Set problem a: Reproduce the portion of the Mexico City passage between "The sidewalks of" and "are relatively new.", inclusive.

Extract provided:
::::

The sidewalks of Mexico City were built to bear the tireless strides of giant statues. I long for legs of marble here. The sidewalks have been so patched and battered, been so drilled through, picked at, trampled on, and generally raddled by earthquake, that they take on an air of something dug up by archaeologists, something bearing the marks of some grand fall. Even when, as around the Park in Polanco, they are relatively new.
This morning, I went in search of a memory; and as is the way with all such quests, it turned into a lugubrious fugue. I was thinking of having breakfast at the Habana, a café in the newspaper district. The first time I came to Mexico City, I was taken there by my friend Stefan. Stefan, K. and me travelled to Mexico together, first to San Allende, then by train to Mexico City. It was a notable trip. Stefan was a German American who was stuck in the Sargossa Sea of Eternal Studenthood back when that was still cheap. He´d been at U.T. for a long, long time, and was a fixture in the café/coffeehouse scene. He was a wiry man with short dark curly hair and he had the air of one of the Castle´s messengers in Kafka´s novel. He seem bent over by some invisible wind. It was his fatal bent for perfection that undid him. He never finished a class – he never finished a piece of writing, so torn was he by the thought that anything he wrote would inevitably expose him in some way. He could not accept the sheer humanity of making a fool of himself on paper, as though he were surrounded by enemies that would jeer at him for a faulty clause, a banality, or a tedious theme. He dreamed of a writing a novel about Boswell – or was it in the style of Boswell. Besides literature, he had a passion for the kitschier songs of Meatloaf, pool, a blond waitress at Les Amis, and Mexico. When he was a teen, he said, he had gone hiking, or even hitchhiked, in the backlands of Chihuahua.

::::

Set problem b: How many lines in the entries below contain the string "blue"? Give only the number.

::::

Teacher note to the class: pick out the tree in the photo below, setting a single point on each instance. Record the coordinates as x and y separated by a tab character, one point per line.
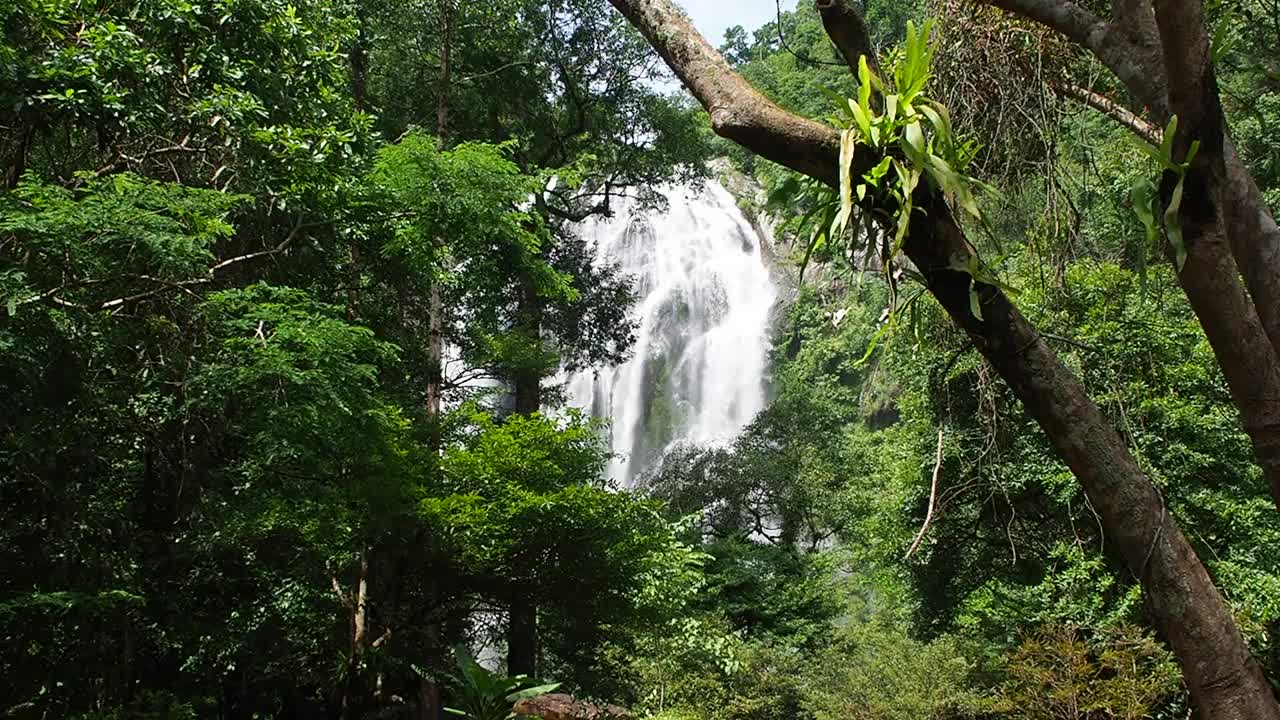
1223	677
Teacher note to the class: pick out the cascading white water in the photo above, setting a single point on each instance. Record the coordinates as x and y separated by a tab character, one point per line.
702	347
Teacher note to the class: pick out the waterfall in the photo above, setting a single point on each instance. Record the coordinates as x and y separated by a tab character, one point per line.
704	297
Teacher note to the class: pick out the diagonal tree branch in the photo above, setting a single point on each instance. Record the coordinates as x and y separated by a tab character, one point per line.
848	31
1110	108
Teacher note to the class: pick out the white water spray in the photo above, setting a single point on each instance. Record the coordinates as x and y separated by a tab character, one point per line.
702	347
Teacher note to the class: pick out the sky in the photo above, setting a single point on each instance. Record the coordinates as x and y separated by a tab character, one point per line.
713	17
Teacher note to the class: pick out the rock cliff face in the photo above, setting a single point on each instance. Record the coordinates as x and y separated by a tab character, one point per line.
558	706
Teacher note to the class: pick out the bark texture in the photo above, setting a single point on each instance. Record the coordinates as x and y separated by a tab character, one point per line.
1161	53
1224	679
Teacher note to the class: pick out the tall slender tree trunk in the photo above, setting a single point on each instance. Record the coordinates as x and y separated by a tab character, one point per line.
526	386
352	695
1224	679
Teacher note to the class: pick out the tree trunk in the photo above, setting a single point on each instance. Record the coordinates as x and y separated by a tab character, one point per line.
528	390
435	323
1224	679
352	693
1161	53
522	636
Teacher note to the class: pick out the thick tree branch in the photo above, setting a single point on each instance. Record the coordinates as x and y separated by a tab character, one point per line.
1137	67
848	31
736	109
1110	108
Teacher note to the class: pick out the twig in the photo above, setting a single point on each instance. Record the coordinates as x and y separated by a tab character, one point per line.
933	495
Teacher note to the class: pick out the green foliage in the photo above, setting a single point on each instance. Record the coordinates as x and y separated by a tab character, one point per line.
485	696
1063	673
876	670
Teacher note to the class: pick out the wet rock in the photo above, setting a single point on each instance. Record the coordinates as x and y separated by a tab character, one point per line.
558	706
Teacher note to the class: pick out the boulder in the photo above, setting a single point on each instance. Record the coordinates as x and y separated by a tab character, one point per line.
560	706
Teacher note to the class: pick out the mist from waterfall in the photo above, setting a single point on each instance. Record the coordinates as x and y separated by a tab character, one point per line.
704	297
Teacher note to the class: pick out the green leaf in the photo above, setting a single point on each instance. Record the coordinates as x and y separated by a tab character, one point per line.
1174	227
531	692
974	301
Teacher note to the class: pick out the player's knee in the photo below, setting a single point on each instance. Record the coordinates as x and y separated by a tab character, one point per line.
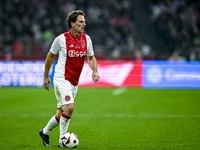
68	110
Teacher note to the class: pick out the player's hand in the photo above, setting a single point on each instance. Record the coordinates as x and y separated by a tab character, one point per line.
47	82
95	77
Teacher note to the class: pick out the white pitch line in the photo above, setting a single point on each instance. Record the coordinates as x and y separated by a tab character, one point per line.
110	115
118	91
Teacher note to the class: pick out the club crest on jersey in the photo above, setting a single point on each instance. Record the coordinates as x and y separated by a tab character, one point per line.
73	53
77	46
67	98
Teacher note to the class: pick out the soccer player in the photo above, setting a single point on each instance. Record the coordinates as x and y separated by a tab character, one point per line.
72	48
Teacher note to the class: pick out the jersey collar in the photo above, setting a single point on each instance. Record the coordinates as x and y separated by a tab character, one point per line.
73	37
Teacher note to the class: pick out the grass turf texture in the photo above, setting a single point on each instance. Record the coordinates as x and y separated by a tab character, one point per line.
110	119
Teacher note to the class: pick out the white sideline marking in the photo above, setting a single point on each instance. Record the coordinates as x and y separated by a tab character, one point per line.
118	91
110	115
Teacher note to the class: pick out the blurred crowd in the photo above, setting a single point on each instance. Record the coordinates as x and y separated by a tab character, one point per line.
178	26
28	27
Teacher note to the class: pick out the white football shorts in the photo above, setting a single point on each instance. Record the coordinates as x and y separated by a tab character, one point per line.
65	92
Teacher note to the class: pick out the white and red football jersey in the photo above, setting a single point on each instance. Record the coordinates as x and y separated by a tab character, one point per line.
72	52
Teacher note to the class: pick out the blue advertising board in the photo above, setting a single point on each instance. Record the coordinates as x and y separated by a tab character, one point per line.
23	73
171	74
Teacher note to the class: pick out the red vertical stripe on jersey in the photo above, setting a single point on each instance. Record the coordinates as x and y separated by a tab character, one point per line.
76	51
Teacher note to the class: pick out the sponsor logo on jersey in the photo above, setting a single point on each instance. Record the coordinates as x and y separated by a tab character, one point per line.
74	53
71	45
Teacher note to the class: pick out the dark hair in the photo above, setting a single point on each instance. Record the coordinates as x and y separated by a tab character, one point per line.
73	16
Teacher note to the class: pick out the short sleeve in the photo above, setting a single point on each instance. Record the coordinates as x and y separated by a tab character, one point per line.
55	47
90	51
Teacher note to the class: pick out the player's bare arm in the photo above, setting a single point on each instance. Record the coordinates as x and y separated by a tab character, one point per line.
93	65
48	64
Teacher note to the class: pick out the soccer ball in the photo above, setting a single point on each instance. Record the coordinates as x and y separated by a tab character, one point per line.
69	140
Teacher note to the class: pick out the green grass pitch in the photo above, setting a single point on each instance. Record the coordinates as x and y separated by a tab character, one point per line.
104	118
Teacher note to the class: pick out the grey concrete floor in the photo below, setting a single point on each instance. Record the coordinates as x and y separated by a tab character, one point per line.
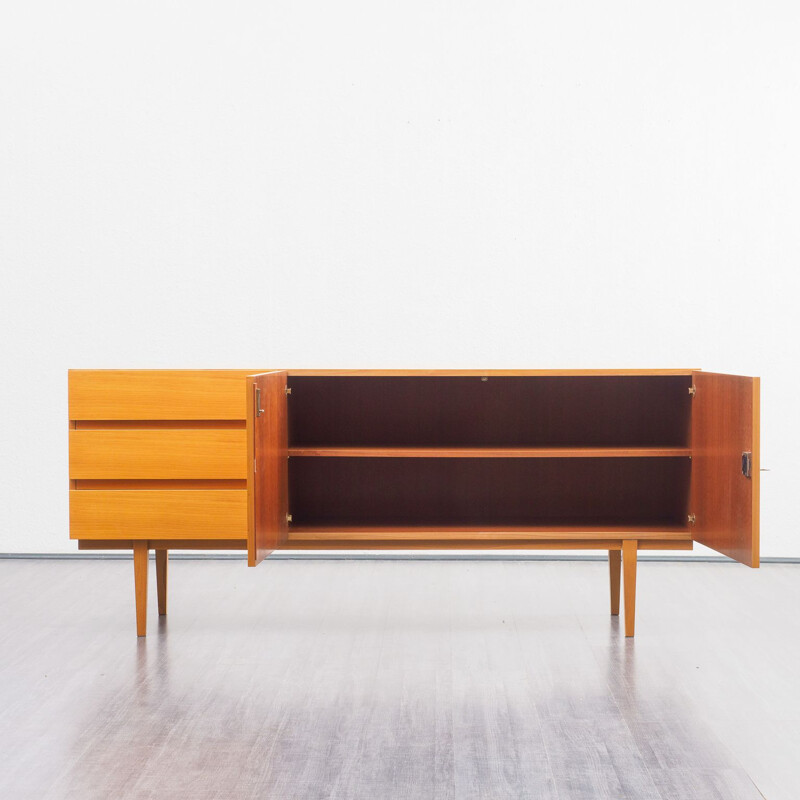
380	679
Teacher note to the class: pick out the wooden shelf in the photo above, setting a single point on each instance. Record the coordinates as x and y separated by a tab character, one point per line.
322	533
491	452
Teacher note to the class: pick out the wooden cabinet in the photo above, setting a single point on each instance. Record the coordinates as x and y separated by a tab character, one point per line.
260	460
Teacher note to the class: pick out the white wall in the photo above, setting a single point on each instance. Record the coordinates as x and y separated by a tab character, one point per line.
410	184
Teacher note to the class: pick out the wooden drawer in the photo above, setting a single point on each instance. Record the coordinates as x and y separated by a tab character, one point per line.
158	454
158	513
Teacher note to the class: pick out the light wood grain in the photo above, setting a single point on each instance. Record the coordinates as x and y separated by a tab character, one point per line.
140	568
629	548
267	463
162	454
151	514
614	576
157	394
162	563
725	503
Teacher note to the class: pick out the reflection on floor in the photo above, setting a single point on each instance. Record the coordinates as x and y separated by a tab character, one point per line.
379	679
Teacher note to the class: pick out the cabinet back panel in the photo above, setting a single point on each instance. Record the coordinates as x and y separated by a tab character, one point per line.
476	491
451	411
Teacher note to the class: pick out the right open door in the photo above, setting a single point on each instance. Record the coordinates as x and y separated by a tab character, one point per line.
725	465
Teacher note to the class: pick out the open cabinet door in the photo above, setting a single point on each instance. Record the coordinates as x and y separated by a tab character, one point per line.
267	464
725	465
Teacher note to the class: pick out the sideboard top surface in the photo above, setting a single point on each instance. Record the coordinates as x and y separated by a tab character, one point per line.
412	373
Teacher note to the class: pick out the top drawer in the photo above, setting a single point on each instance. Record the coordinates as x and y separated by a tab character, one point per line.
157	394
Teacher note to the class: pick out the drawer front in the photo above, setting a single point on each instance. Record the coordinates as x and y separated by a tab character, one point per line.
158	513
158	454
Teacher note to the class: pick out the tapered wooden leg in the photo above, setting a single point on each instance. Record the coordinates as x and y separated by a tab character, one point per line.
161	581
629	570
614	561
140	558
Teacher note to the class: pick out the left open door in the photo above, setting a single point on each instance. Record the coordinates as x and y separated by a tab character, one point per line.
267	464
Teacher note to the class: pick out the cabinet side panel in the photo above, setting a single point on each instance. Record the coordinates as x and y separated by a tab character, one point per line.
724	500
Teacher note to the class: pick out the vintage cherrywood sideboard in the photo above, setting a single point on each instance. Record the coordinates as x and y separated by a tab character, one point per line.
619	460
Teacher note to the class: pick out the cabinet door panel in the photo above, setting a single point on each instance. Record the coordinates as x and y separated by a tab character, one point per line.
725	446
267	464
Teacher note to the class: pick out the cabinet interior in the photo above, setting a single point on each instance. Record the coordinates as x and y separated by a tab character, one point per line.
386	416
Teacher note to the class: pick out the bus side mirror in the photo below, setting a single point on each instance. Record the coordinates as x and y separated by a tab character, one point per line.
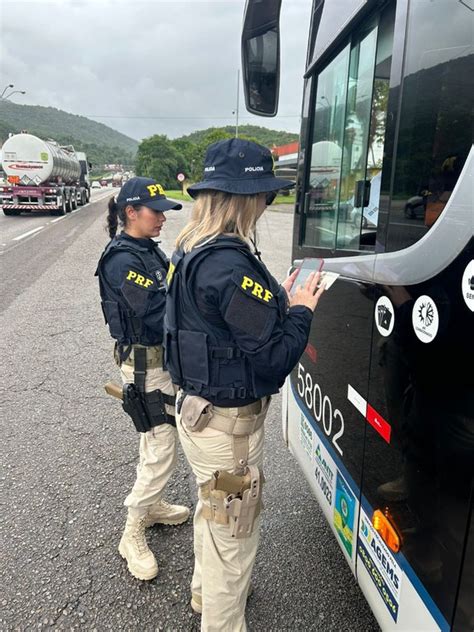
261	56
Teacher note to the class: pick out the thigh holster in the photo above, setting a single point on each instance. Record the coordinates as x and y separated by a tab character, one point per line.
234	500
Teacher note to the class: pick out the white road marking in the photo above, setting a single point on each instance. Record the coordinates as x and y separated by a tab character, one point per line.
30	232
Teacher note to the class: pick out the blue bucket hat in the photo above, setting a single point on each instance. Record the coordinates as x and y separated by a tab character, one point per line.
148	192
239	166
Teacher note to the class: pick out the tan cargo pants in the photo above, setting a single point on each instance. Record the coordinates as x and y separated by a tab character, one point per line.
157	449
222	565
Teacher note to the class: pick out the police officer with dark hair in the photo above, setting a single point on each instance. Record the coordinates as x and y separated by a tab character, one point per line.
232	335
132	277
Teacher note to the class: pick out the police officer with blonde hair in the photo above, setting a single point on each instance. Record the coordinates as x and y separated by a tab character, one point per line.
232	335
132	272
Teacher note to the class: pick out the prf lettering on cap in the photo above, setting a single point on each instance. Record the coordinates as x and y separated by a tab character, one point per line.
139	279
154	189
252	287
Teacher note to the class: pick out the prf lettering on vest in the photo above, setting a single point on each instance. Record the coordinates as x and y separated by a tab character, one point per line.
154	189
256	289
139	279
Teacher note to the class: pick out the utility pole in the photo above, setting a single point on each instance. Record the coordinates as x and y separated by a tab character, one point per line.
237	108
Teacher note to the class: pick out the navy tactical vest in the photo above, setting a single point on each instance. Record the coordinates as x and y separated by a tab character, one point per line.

::::

Exercise solution a:
The sidewalks of Mexico City were built to bear the tireless strides of giant statues. I long for legs of marble here. The sidewalks have been so patched and battered, been so drilled through, picked at, trampled on, and generally raddled by earthquake, that they take on an air of something dug up by archaeologists, something bearing the marks of some grand fall. Even when, as around the Park in Polanco, they are relatively new.

Exercise solution b: 2